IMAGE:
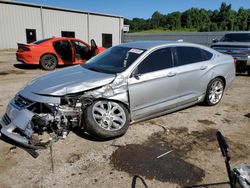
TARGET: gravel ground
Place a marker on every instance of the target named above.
(80, 161)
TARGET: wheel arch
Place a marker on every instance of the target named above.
(117, 101)
(48, 53)
(222, 78)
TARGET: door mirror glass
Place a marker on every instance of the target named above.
(93, 44)
(215, 40)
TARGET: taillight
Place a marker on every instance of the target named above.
(235, 62)
(23, 49)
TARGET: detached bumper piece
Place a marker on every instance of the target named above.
(16, 133)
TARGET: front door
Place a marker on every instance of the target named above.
(153, 85)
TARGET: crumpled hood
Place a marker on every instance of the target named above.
(69, 80)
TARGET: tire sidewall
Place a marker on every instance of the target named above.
(95, 130)
(48, 68)
(207, 101)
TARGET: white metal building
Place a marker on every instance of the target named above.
(24, 23)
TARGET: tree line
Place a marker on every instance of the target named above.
(224, 19)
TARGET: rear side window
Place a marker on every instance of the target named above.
(42, 41)
(158, 60)
(188, 55)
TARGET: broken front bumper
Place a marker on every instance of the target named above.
(15, 124)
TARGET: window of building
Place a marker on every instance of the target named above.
(69, 34)
(188, 55)
(30, 35)
(158, 60)
(106, 40)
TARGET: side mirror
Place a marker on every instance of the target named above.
(93, 44)
(136, 74)
(215, 40)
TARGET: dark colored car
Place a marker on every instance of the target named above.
(50, 52)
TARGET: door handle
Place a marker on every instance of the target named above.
(171, 74)
(203, 67)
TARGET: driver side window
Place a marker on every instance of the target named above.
(82, 51)
(157, 60)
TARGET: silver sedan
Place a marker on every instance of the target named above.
(127, 83)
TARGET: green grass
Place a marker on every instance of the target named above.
(166, 30)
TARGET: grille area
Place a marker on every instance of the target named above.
(22, 102)
(6, 119)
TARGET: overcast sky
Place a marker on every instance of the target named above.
(139, 8)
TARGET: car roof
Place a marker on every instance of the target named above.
(146, 45)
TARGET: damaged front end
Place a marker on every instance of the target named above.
(29, 115)
(25, 119)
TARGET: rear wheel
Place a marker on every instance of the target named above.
(48, 62)
(106, 119)
(214, 93)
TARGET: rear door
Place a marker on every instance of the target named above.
(192, 67)
(153, 86)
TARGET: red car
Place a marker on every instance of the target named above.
(48, 53)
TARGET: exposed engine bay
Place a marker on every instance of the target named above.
(38, 118)
(30, 115)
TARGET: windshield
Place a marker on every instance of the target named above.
(113, 60)
(236, 37)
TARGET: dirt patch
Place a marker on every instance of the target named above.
(247, 115)
(141, 159)
(73, 158)
(11, 72)
(206, 122)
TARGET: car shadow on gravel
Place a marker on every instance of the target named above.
(84, 135)
(32, 152)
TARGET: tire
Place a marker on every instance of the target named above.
(214, 93)
(48, 62)
(106, 119)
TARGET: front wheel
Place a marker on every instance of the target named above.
(48, 62)
(106, 119)
(214, 93)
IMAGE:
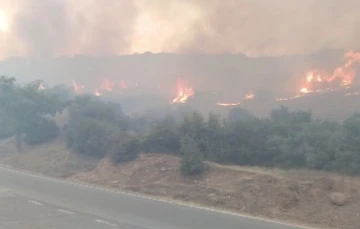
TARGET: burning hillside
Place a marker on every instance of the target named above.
(313, 81)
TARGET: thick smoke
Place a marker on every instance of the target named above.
(254, 27)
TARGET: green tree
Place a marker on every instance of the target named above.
(26, 105)
(192, 162)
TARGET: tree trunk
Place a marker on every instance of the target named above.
(18, 141)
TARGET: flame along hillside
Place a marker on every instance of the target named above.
(312, 89)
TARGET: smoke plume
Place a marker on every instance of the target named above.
(253, 27)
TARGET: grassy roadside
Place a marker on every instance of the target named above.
(299, 196)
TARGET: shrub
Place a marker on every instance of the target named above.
(89, 137)
(40, 132)
(125, 150)
(192, 162)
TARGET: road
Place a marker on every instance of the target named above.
(100, 208)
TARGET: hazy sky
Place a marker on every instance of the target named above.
(254, 27)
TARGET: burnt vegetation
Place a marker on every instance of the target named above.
(288, 139)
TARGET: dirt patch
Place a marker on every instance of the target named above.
(299, 196)
(295, 195)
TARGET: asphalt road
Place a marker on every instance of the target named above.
(117, 210)
(18, 212)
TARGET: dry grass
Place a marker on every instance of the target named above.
(295, 195)
(300, 196)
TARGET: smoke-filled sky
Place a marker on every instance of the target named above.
(253, 27)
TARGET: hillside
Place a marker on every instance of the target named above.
(297, 196)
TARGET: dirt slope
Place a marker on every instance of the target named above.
(295, 196)
(305, 197)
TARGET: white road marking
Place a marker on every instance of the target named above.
(145, 196)
(107, 223)
(66, 212)
(35, 202)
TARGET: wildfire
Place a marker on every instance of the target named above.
(77, 87)
(342, 76)
(249, 96)
(97, 92)
(228, 104)
(184, 92)
(42, 86)
(107, 85)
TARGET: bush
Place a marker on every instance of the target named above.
(126, 150)
(40, 132)
(89, 137)
(192, 162)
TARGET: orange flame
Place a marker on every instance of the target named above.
(249, 96)
(97, 92)
(77, 87)
(107, 85)
(184, 92)
(123, 84)
(42, 86)
(228, 104)
(344, 74)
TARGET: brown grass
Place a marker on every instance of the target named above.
(295, 195)
(300, 196)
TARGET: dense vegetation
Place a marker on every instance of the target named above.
(291, 139)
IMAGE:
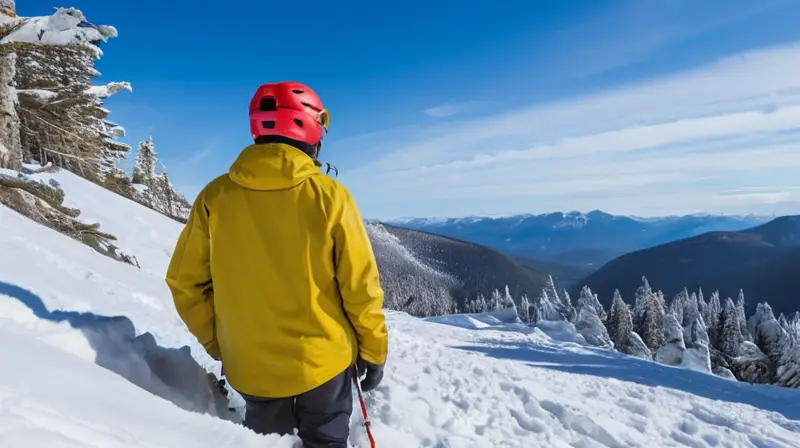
════════════════════
▸ ASSIGNMENT
Skip the pictures and output all entries exactly.

▸ ANSWER SECTION
IMAGE:
TARGET: gravel ground
Place a marker on every instance of the target named above.
(80, 161)
TARGET: wheel arch
Place a marker on every instance of the target named above.
(117, 101)
(48, 53)
(222, 78)
TARGET: door mirror glass
Place a marker on every instance of the target named above.
(93, 44)
(215, 40)
TARGET: taillight
Place a marker on every instance of the target named above.
(235, 62)
(23, 49)
TARGET: detached bumper piece
Place a marker on every instance of the target named above.
(16, 133)
TARGET: front door
Place a marker on every instance of the target named above.
(153, 85)
TARGET: crumpled hood
Place a marker on every instance of the target named above.
(69, 80)
TARGET: tire sidewall
Place a marker on every instance of the target named above.
(95, 130)
(48, 68)
(207, 101)
TARGET: white metal building
Place a marker on every instance of the target named above.
(24, 23)
TARGET: tree line
Place a marker on every instance of the target named above.
(224, 19)
TARGET: rear side window
Place a marker on every instance of the target named above.
(42, 41)
(158, 60)
(188, 55)
TARGET: broken front bumper
Place a marker on every instance of the target named above.
(15, 124)
TARGET: window of building
Place a marker on every instance of the target named above.
(69, 34)
(188, 55)
(30, 35)
(158, 60)
(106, 40)
TARGET: side mirror
Place a marker on every instance of the target named above.
(93, 44)
(136, 74)
(215, 40)
TARGET: dark colored car
Place a marker on every instance of the target named above.
(50, 52)
TARGET: door handle
Place a marker on every instance of the target named above.
(171, 74)
(203, 67)
TARGET: driver side window
Place a marker on every instance of the target named above.
(82, 51)
(157, 60)
TARGET: silver sedan
Place a marker on every instance of the target named above.
(127, 83)
TARGET: green grass
Place a marker on every instance of the target named above.
(166, 30)
TARGET: grille area
Place a marker on every instance of the target named above.
(22, 102)
(6, 119)
TARGET: overcast sky
Place a marker on every instance of the target named above.
(139, 8)
TARGET: car roof
Place a marker on every instance of the target named above.
(146, 45)
TARGET: damaged front end
Place a marker on every instance of the target named above.
(29, 115)
(25, 119)
TARGET: rear wheel
Place a marker on every instance of the target named above.
(48, 62)
(106, 119)
(214, 93)
TARGET: rear door
Place a marker on every instance of the target named above.
(192, 67)
(153, 86)
TARGET: red car
Place a marker on every instance of the target named above.
(48, 53)
TARGET: exposed engine bay
Place a marker on every instance of the target named above.
(38, 118)
(30, 115)
TARGET: windshield
Place a marker on every instance of the target named above.
(113, 60)
(236, 37)
TARGET: dirt patch
Place a marker on every instance of the target named above.
(247, 115)
(141, 159)
(73, 158)
(11, 72)
(206, 122)
TARGET: car shadow on gravel
Place a marker on every instance of the target named above.
(84, 135)
(32, 152)
TARGET: tire
Place a marker on every instance of the target named above.
(214, 93)
(48, 62)
(106, 119)
TARGET: front wheel
Place a marker on every instance of the target named above.
(48, 62)
(106, 119)
(214, 93)
IMAGE:
TARGET: burning hillside
Place a marker on every instance of the target named above.
(313, 81)
TARGET: thick smoke
Place a marker on every instance of the target named above.
(254, 27)
TARGET: green tree
Place a marker on every instance of the target named above.
(26, 105)
(192, 162)
TARGET: tree trunk
Place a marker on every instance of the target named above.
(18, 141)
TARGET: flame along hillside
Place a marker on every instance of the target named above.
(312, 89)
TARGET: smoke plume
Place a marker on every instance of the target named above.
(253, 27)
TARGET: grassy roadside
Place a marker on every instance of the target named above.
(299, 196)
TARGET: shrub
Place a marker on every instance of the target named above.
(89, 137)
(40, 132)
(125, 150)
(192, 162)
TARGET: road
Place a marker on every instance of the target named above.
(100, 208)
TARGET: hazy sky
Place a marker on every instance of the target named above.
(254, 27)
TARGET: burnt vegetation
Place a marker on every instance of the target named above.
(288, 139)
TARGET: dirt patch
Place a marker on every instance of the target named above.
(299, 196)
(295, 195)
TARGET: asphalt road
Place a marker on every instance of the target named above.
(117, 210)
(18, 212)
TARGET: dry grass
Place a marker on every instance of the target named above.
(295, 195)
(300, 196)
TARGET: smoke-filled sky
Place a marker on every instance of the target named above.
(253, 27)
TARGET: hillside
Place a marker on every instance of the target named above.
(297, 196)
TARGET: dirt slope
Place a marker on every instance of the target named above.
(295, 196)
(305, 197)
TARGET: white road marking
Place a marker on every instance of the target named above.
(145, 196)
(107, 223)
(66, 212)
(35, 202)
TARGET: wildfire
Place a marker on every instance of the target named above.
(77, 87)
(342, 76)
(249, 96)
(97, 92)
(228, 104)
(184, 92)
(42, 86)
(107, 85)
TARGET: bush
Place a marker on every instance of the target named above.
(126, 150)
(40, 132)
(89, 137)
(192, 162)
TARGET: orange flame
Place a marker on every instance of the target named above.
(249, 96)
(97, 92)
(77, 87)
(107, 85)
(184, 92)
(123, 84)
(42, 86)
(228, 104)
(344, 74)
TARGET: brown grass
Place a marker on every instance of the target named above.
(295, 195)
(300, 196)
TARGET: dense vegetation
Place a marker on every instance of the target named above.
(291, 139)
IMAGE:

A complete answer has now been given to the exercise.